Source data:
──────────────────────────────
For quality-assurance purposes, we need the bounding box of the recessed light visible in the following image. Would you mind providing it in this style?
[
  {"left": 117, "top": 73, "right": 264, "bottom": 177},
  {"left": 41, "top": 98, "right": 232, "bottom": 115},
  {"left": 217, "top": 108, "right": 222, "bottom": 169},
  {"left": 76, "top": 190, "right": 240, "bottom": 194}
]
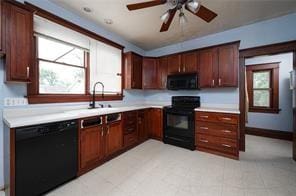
[
  {"left": 83, "top": 7, "right": 91, "bottom": 13},
  {"left": 104, "top": 18, "right": 113, "bottom": 25}
]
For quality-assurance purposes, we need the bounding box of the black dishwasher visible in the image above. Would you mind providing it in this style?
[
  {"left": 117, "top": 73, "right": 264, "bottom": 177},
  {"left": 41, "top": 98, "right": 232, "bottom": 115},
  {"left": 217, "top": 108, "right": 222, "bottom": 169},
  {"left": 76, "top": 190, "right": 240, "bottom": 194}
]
[{"left": 15, "top": 120, "right": 78, "bottom": 196}]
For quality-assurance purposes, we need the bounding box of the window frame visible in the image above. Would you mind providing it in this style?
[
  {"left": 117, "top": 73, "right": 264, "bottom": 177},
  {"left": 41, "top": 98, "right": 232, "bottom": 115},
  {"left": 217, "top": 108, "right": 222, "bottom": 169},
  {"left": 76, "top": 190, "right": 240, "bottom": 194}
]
[
  {"left": 27, "top": 36, "right": 124, "bottom": 104},
  {"left": 246, "top": 62, "right": 280, "bottom": 113}
]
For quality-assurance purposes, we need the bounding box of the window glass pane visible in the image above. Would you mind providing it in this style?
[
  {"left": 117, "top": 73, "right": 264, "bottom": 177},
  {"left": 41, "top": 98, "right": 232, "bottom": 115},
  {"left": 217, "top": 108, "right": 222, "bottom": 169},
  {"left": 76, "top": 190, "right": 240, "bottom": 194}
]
[
  {"left": 39, "top": 60, "right": 85, "bottom": 94},
  {"left": 253, "top": 90, "right": 270, "bottom": 107},
  {"left": 38, "top": 37, "right": 84, "bottom": 67},
  {"left": 90, "top": 42, "right": 122, "bottom": 94},
  {"left": 253, "top": 71, "right": 270, "bottom": 88}
]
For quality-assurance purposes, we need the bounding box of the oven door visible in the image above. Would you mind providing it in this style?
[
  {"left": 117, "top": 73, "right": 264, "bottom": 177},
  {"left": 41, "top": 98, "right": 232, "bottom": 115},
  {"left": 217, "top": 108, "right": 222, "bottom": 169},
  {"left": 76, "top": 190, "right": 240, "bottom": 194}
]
[{"left": 164, "top": 110, "right": 194, "bottom": 138}]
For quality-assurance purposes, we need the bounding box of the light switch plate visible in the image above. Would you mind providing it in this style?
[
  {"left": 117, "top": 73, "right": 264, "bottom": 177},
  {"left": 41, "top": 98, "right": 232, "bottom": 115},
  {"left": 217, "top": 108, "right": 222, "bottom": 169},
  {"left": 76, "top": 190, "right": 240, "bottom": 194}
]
[{"left": 4, "top": 97, "right": 28, "bottom": 107}]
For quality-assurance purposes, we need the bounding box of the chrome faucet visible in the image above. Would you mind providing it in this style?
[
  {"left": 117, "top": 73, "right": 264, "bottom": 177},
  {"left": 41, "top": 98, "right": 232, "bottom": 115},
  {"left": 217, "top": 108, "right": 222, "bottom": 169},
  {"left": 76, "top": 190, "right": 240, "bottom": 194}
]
[{"left": 89, "top": 82, "right": 104, "bottom": 109}]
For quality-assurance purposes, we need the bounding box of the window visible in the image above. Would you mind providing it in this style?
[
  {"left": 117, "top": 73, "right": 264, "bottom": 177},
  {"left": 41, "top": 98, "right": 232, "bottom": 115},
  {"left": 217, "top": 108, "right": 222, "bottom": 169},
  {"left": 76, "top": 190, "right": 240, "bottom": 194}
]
[
  {"left": 28, "top": 15, "right": 123, "bottom": 103},
  {"left": 90, "top": 41, "right": 122, "bottom": 94},
  {"left": 247, "top": 63, "right": 279, "bottom": 113},
  {"left": 37, "top": 36, "right": 87, "bottom": 94}
]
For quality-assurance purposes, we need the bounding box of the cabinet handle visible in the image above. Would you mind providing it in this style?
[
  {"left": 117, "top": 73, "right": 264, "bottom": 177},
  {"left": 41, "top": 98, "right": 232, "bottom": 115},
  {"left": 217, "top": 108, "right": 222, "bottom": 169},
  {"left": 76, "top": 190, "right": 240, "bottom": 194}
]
[
  {"left": 27, "top": 67, "right": 30, "bottom": 78},
  {"left": 222, "top": 117, "right": 231, "bottom": 120}
]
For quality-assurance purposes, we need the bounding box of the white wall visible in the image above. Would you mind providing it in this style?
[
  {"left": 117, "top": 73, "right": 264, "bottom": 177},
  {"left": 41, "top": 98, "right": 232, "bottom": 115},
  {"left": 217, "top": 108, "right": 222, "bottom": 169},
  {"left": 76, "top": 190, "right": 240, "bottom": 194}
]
[{"left": 246, "top": 53, "right": 293, "bottom": 132}]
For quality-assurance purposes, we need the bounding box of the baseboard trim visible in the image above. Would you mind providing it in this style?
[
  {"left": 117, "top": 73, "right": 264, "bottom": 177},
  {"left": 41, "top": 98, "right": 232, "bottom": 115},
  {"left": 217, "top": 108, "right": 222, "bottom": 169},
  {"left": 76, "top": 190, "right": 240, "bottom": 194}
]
[{"left": 245, "top": 127, "right": 293, "bottom": 141}]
──────────────────────────────
Write out all of the data above, reproducing every line verbatim. Omit the pictures.

§ Solution below
For quality-assurance purposes, we need the bounding box of the recessed light visible in the following image. Would you mind providing it in this style?
[
  {"left": 117, "top": 73, "right": 264, "bottom": 177},
  {"left": 41, "top": 98, "right": 232, "bottom": 115},
  {"left": 217, "top": 108, "right": 222, "bottom": 169},
  {"left": 76, "top": 190, "right": 240, "bottom": 194}
]
[
  {"left": 83, "top": 7, "right": 91, "bottom": 13},
  {"left": 104, "top": 18, "right": 113, "bottom": 25}
]
For quality-assurance purposes, we need the bounding box of the black dishwasher visible in the image above. Would you mind providing it in this style?
[
  {"left": 117, "top": 73, "right": 264, "bottom": 177},
  {"left": 41, "top": 98, "right": 232, "bottom": 115},
  {"left": 217, "top": 108, "right": 222, "bottom": 169},
  {"left": 76, "top": 190, "right": 240, "bottom": 194}
]
[{"left": 15, "top": 120, "right": 78, "bottom": 196}]
For quality-assurance purposes, we need the bounding box of the window frame visible in the image above. Would you mind providing it in this style?
[
  {"left": 117, "top": 73, "right": 264, "bottom": 177},
  {"left": 41, "top": 98, "right": 232, "bottom": 115},
  {"left": 217, "top": 108, "right": 222, "bottom": 169},
  {"left": 76, "top": 190, "right": 240, "bottom": 194}
]
[
  {"left": 27, "top": 36, "right": 124, "bottom": 104},
  {"left": 246, "top": 62, "right": 280, "bottom": 113}
]
For quality-assurance purposes, we need the bounding box of the window glass pane visible in the image above. Would you mind providing it in this style?
[
  {"left": 117, "top": 73, "right": 264, "bottom": 177},
  {"left": 41, "top": 98, "right": 232, "bottom": 115},
  {"left": 217, "top": 108, "right": 222, "bottom": 169},
  {"left": 76, "top": 190, "right": 240, "bottom": 194}
]
[
  {"left": 39, "top": 60, "right": 85, "bottom": 94},
  {"left": 253, "top": 90, "right": 270, "bottom": 107},
  {"left": 38, "top": 37, "right": 84, "bottom": 67},
  {"left": 90, "top": 42, "right": 122, "bottom": 94},
  {"left": 253, "top": 71, "right": 270, "bottom": 88}
]
For quality-assurance purposes, we need the bounding box of the oven door visible in the image above. Would you mind providing it in this style?
[
  {"left": 117, "top": 73, "right": 264, "bottom": 177},
  {"left": 41, "top": 98, "right": 232, "bottom": 115},
  {"left": 217, "top": 108, "right": 222, "bottom": 169},
  {"left": 76, "top": 190, "right": 240, "bottom": 194}
]
[{"left": 164, "top": 110, "right": 194, "bottom": 138}]
For quality-assurance purposes, we need the bounding box of the light switch plate visible in the image above. Would you mind providing it in this style?
[
  {"left": 117, "top": 73, "right": 264, "bottom": 177},
  {"left": 41, "top": 98, "right": 232, "bottom": 115},
  {"left": 217, "top": 108, "right": 222, "bottom": 169},
  {"left": 76, "top": 190, "right": 240, "bottom": 194}
]
[{"left": 4, "top": 97, "right": 28, "bottom": 107}]
For quality-assurance purposes, we need the bounding box of the chrome faucet visible in the image above. Would you mind providing it in this style?
[
  {"left": 117, "top": 73, "right": 264, "bottom": 177},
  {"left": 41, "top": 98, "right": 232, "bottom": 115},
  {"left": 217, "top": 108, "right": 222, "bottom": 169},
  {"left": 76, "top": 190, "right": 240, "bottom": 194}
]
[{"left": 89, "top": 82, "right": 104, "bottom": 109}]
For quality-assurance purposes, we need the bounding box of the window visible in the image above. Would you mind providing it in this style?
[
  {"left": 117, "top": 73, "right": 264, "bottom": 177},
  {"left": 41, "top": 98, "right": 232, "bottom": 115},
  {"left": 217, "top": 108, "right": 222, "bottom": 169},
  {"left": 76, "top": 190, "right": 240, "bottom": 194}
]
[
  {"left": 28, "top": 15, "right": 123, "bottom": 103},
  {"left": 90, "top": 41, "right": 122, "bottom": 94},
  {"left": 247, "top": 63, "right": 279, "bottom": 113},
  {"left": 37, "top": 36, "right": 87, "bottom": 94}
]
For quality-assurance purposes, we need the bounding box of the cabinet handle visible in the image above. Would you mind providing it in this style?
[
  {"left": 117, "top": 73, "right": 264, "bottom": 177},
  {"left": 41, "top": 98, "right": 232, "bottom": 115},
  {"left": 217, "top": 108, "right": 222, "bottom": 169},
  {"left": 76, "top": 190, "right": 240, "bottom": 194}
]
[
  {"left": 27, "top": 67, "right": 30, "bottom": 78},
  {"left": 222, "top": 117, "right": 231, "bottom": 120}
]
For quality-assurance purposes, we need the bounding box of the white wall visible in the image above. Would you mind providing it in this style?
[
  {"left": 117, "top": 73, "right": 264, "bottom": 177},
  {"left": 41, "top": 98, "right": 232, "bottom": 115},
  {"left": 217, "top": 108, "right": 222, "bottom": 169},
  {"left": 76, "top": 190, "right": 240, "bottom": 194}
]
[{"left": 246, "top": 53, "right": 293, "bottom": 132}]
For quality-assurance purposes, we need the bounding box of the baseboard trim visible in the image above. Would you mind providing it in this style?
[
  {"left": 117, "top": 73, "right": 264, "bottom": 177},
  {"left": 41, "top": 98, "right": 232, "bottom": 115},
  {"left": 217, "top": 108, "right": 222, "bottom": 169},
  {"left": 76, "top": 190, "right": 240, "bottom": 194}
]
[{"left": 245, "top": 127, "right": 293, "bottom": 141}]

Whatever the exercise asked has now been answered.